**Instructions to follow**
Copy the records from the line containing "Detect all occurrences of yellow panel" down to the line containing "[117,62,197,120]", changing "athletic" to "sports" and leaving everything else the same.

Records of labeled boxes

------------------------------------------------

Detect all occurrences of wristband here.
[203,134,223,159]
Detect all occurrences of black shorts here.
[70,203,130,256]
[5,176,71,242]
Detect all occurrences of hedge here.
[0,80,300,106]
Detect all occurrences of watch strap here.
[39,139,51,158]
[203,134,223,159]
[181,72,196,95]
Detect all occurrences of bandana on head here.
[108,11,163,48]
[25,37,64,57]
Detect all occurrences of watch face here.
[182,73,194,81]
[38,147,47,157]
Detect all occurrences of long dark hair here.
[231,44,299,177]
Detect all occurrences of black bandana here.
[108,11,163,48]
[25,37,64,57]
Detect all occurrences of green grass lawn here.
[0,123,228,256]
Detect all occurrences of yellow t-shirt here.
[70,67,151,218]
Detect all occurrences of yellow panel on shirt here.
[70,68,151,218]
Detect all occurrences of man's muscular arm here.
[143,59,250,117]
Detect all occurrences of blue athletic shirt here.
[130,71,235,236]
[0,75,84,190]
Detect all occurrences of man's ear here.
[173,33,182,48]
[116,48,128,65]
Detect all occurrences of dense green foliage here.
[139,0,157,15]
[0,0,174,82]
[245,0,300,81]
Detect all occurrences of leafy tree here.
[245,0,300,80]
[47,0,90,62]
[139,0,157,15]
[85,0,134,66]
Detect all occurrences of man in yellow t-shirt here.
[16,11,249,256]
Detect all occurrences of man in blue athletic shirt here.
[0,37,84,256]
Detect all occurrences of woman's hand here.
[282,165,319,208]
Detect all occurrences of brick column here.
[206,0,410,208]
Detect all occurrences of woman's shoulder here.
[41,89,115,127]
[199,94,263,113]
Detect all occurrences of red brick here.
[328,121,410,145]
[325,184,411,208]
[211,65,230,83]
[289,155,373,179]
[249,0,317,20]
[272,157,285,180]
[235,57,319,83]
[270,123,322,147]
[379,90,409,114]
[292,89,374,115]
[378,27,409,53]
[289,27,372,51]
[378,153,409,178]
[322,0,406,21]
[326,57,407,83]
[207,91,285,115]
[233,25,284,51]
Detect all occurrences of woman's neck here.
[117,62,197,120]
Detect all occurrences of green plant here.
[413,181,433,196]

------------------------------------------------

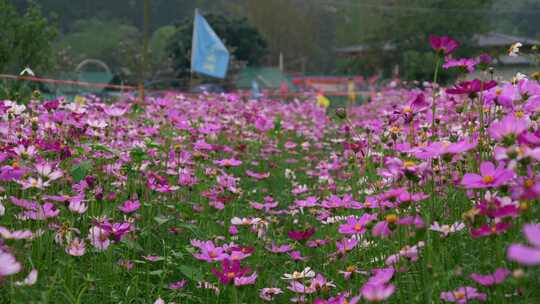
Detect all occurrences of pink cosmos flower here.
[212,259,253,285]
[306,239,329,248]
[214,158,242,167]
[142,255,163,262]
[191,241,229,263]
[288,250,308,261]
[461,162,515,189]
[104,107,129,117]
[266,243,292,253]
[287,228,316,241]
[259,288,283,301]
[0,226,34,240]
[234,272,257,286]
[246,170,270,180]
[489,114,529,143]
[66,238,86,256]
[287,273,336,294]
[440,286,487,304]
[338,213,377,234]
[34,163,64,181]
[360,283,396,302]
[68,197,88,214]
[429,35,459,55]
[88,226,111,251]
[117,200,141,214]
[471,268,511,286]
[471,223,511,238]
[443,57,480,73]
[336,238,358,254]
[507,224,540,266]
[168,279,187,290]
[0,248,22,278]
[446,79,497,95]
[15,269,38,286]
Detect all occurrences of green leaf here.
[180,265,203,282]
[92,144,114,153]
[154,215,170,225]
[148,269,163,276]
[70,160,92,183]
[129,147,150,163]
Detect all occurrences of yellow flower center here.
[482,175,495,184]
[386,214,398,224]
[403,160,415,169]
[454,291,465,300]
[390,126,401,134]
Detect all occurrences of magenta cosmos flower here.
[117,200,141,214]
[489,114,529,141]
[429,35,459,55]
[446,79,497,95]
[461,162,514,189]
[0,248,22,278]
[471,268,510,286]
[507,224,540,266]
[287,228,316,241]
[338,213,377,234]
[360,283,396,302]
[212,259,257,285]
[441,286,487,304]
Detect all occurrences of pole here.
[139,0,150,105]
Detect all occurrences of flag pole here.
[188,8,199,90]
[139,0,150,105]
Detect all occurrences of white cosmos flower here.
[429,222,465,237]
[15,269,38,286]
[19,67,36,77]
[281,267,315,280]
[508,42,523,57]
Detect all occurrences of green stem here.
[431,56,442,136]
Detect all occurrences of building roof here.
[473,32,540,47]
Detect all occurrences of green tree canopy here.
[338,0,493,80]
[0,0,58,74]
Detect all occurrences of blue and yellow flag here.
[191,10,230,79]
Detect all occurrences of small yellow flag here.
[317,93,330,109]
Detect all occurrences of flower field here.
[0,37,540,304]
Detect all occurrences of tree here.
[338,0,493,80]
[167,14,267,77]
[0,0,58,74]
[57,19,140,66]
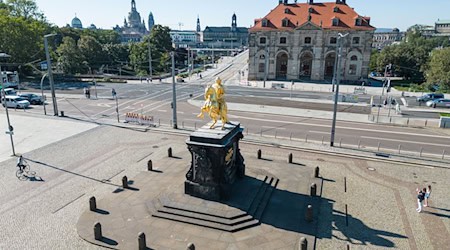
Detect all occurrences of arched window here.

------------------------------------------------

**Result below**
Detect all occurrences of yellow panel on shirt here.
[70,68,151,218]
Detect all occurrences of man's muscular arm here.
[143,59,250,117]
Detect all occurrences of blue sports shirt here.
[130,71,235,236]
[0,75,84,190]
Detect all occurrences of man's ear here.
[173,33,182,48]
[116,48,128,65]
Detect all occurrences of dense green foliage here.
[139,0,157,15]
[0,0,174,82]
[245,0,300,81]
Detect all occurrences of leafy tree here.
[245,0,300,80]
[47,0,90,62]
[139,0,157,15]
[85,0,134,66]
Detect all occurrences of man in yellow t-shirt here.
[16,11,249,256]
Detect all occurrences of man in blue sports shirt here.
[0,37,84,256]
Detect all occurrences of woman's hand here.
[282,165,319,208]
Detect all occurrences of brick column here.
[206,0,410,208]
Detect all occurrences of woman's shoulder here.
[41,89,115,127]
[199,94,263,113]
Detect all occurrences of red brick here.
[328,121,410,145]
[325,184,411,208]
[211,65,230,83]
[289,155,373,179]
[249,0,317,20]
[272,157,285,180]
[235,57,319,83]
[270,123,322,147]
[379,90,409,114]
[292,89,374,115]
[378,27,409,53]
[289,27,372,51]
[378,153,409,178]
[322,0,406,21]
[326,57,407,83]
[207,91,285,115]
[233,25,284,51]
Detect all occurrences of woman's neck here.
[117,62,197,120]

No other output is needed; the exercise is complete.